• _The task_
Your answer needs to include each line of the records in which the string "checkered" can be found.

Start of Supplied information

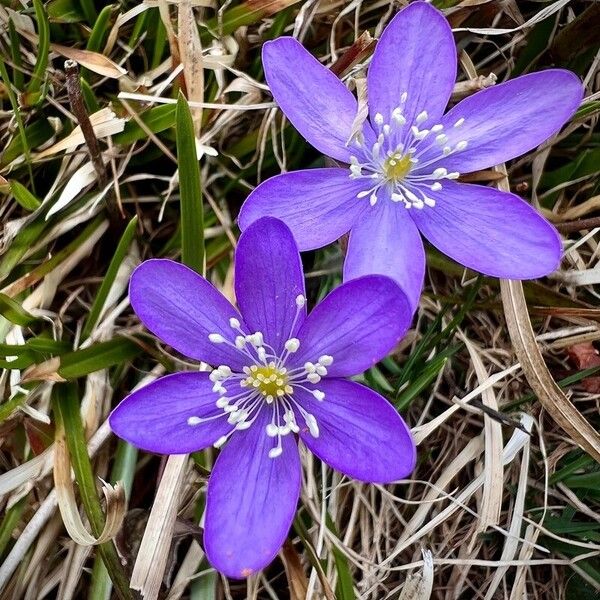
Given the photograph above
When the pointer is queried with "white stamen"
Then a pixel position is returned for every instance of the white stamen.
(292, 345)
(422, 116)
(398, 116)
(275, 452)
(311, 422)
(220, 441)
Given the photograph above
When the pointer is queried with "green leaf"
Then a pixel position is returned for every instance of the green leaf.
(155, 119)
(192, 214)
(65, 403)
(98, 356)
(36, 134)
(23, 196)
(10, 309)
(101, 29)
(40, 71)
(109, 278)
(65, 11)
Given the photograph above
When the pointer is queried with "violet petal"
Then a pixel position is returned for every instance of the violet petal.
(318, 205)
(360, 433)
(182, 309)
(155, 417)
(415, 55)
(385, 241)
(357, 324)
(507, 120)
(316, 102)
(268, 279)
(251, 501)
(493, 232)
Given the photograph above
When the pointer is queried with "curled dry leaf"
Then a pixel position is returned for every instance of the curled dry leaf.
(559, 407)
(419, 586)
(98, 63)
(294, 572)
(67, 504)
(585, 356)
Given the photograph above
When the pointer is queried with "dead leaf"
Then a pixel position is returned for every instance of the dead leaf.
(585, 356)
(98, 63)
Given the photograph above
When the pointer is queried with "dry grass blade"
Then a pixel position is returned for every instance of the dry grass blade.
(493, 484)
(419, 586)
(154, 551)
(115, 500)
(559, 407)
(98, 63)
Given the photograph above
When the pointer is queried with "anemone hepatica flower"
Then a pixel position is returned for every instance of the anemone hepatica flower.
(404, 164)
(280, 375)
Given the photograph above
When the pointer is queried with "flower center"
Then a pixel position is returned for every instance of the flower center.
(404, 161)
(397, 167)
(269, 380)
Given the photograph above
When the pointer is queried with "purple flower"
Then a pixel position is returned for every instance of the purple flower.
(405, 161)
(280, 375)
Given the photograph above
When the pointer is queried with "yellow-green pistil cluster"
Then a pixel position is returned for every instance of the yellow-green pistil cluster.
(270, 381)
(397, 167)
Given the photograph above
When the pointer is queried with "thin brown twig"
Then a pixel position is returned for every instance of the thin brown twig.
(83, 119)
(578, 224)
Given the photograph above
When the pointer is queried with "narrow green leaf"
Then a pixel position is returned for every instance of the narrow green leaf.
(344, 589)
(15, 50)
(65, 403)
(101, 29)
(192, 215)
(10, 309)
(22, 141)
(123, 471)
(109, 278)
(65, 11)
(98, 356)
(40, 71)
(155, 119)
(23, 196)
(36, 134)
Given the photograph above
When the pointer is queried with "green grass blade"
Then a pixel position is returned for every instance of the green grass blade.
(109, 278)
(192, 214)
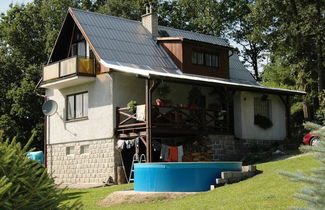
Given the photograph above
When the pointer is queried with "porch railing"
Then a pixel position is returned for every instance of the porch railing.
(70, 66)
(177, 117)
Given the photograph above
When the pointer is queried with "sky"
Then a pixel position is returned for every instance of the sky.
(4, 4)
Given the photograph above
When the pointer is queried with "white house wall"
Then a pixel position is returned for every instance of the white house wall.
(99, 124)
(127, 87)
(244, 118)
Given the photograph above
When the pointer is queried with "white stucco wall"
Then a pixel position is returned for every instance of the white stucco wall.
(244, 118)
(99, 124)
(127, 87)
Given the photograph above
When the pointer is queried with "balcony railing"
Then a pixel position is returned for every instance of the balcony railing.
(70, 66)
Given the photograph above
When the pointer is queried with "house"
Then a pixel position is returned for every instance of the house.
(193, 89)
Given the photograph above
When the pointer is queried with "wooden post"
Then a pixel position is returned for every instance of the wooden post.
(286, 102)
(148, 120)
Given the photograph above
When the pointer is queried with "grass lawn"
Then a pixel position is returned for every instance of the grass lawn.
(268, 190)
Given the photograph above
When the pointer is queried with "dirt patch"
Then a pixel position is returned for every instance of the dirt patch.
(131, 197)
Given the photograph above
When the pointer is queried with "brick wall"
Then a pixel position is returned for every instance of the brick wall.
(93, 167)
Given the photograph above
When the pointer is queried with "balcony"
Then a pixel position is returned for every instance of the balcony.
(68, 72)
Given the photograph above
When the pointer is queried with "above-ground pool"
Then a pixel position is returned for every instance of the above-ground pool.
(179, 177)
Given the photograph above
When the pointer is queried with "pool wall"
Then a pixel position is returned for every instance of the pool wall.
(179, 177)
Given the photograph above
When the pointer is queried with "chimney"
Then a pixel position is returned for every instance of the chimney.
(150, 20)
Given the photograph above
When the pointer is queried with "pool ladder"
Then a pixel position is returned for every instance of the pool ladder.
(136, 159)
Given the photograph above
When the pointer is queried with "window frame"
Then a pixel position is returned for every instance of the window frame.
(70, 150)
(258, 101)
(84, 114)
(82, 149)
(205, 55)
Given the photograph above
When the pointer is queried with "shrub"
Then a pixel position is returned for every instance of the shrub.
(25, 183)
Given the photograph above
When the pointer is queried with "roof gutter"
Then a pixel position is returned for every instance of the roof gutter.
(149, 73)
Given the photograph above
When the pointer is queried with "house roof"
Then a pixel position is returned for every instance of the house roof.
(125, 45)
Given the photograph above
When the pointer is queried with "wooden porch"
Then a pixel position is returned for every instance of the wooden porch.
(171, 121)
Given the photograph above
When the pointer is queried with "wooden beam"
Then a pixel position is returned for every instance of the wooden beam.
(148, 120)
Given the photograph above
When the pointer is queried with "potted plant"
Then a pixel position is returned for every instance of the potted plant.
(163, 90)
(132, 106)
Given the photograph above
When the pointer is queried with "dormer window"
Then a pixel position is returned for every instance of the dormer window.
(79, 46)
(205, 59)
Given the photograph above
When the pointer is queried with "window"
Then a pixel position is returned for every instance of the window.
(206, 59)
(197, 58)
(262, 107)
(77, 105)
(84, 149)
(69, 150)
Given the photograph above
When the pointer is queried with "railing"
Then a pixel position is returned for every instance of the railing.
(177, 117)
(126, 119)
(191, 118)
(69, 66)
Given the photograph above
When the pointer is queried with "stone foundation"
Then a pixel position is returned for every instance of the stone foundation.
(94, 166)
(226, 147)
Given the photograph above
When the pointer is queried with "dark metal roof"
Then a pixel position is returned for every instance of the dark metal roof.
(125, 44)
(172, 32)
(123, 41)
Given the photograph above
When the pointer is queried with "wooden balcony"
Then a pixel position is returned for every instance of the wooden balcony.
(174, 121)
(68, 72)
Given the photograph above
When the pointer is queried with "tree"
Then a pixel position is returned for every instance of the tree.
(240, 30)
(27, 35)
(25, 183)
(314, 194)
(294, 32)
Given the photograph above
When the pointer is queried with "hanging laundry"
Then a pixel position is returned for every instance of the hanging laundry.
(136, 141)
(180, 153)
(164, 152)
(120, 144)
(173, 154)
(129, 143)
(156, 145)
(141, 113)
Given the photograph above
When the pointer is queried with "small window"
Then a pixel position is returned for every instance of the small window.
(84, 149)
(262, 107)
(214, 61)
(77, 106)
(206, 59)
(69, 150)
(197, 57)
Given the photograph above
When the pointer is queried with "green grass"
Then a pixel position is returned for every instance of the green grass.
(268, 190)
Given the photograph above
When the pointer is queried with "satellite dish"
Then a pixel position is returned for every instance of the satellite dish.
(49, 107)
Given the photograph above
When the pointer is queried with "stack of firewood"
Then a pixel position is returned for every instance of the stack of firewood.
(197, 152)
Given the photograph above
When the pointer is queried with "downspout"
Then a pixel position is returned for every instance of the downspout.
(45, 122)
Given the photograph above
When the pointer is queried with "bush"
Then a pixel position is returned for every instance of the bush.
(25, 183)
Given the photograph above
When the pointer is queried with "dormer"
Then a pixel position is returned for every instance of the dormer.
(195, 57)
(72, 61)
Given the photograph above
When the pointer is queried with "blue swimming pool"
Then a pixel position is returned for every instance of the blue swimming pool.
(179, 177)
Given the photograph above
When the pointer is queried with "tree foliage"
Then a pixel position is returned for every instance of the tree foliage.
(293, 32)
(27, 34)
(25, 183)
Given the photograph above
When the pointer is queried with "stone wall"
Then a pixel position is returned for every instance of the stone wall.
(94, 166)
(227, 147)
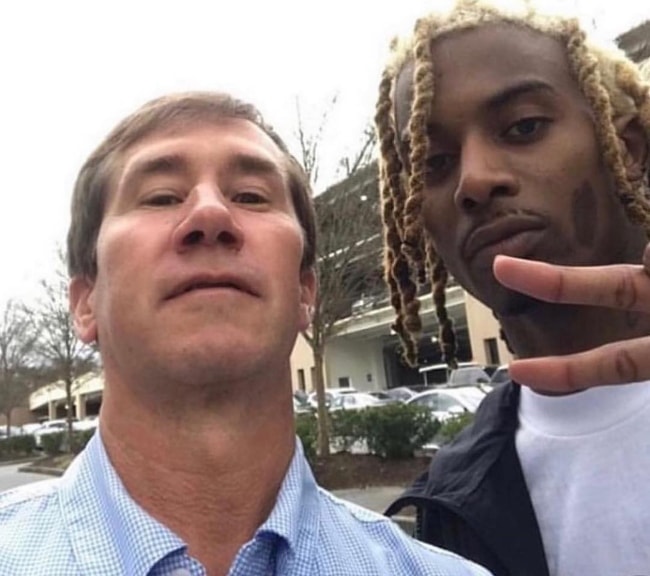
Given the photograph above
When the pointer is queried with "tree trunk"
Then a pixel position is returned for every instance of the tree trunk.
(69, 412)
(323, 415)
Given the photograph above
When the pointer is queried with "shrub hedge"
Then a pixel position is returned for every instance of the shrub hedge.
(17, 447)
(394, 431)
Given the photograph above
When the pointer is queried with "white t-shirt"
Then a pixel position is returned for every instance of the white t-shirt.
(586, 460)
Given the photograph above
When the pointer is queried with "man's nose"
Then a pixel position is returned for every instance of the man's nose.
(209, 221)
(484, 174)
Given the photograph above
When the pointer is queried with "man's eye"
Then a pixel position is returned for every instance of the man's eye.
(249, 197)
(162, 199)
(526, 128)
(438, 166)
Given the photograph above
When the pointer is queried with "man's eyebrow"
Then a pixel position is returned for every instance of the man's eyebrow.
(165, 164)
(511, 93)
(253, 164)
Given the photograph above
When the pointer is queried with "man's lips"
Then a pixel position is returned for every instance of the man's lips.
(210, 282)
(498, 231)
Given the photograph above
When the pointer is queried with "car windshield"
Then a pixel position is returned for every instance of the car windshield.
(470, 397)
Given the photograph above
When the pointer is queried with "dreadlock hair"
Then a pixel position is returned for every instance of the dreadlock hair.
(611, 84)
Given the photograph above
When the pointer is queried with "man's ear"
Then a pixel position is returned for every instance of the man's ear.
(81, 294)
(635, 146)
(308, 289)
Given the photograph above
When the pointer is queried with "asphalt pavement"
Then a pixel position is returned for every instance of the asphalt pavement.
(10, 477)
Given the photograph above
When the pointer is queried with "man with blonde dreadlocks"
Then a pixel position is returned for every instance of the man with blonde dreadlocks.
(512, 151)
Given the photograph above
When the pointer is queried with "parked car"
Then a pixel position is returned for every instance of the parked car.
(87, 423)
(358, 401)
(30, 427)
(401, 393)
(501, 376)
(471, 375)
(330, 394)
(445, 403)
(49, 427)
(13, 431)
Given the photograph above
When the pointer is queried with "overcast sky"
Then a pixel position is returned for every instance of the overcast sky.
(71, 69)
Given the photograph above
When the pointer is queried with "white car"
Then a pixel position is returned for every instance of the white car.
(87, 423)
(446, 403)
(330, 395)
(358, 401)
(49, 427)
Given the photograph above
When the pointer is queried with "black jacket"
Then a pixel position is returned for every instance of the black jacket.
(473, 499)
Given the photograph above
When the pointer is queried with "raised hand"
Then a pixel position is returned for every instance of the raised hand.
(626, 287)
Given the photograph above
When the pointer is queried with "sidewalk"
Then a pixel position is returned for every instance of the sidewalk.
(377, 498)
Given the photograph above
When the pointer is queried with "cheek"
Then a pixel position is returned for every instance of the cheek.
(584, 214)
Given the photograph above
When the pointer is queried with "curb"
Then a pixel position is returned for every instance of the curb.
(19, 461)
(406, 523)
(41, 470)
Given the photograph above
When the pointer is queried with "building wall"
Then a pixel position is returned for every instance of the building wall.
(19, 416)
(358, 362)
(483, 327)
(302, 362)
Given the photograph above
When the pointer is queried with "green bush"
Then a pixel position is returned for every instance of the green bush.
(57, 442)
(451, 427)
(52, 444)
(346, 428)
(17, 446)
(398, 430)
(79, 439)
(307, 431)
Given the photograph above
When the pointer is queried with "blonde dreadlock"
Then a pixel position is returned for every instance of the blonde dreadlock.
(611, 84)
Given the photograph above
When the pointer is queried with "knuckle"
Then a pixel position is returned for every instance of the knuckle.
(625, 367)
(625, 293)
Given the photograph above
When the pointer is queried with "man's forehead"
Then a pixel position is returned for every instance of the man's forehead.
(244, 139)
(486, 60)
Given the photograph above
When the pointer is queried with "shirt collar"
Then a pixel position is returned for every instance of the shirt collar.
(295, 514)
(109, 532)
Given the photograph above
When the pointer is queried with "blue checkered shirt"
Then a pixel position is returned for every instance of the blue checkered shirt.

End of Supplied information

• _Result of the exercise_
When the pointer is queried with "blue checkered shirt"
Then a pixel position is returned for every instance of the blue checkered shirt.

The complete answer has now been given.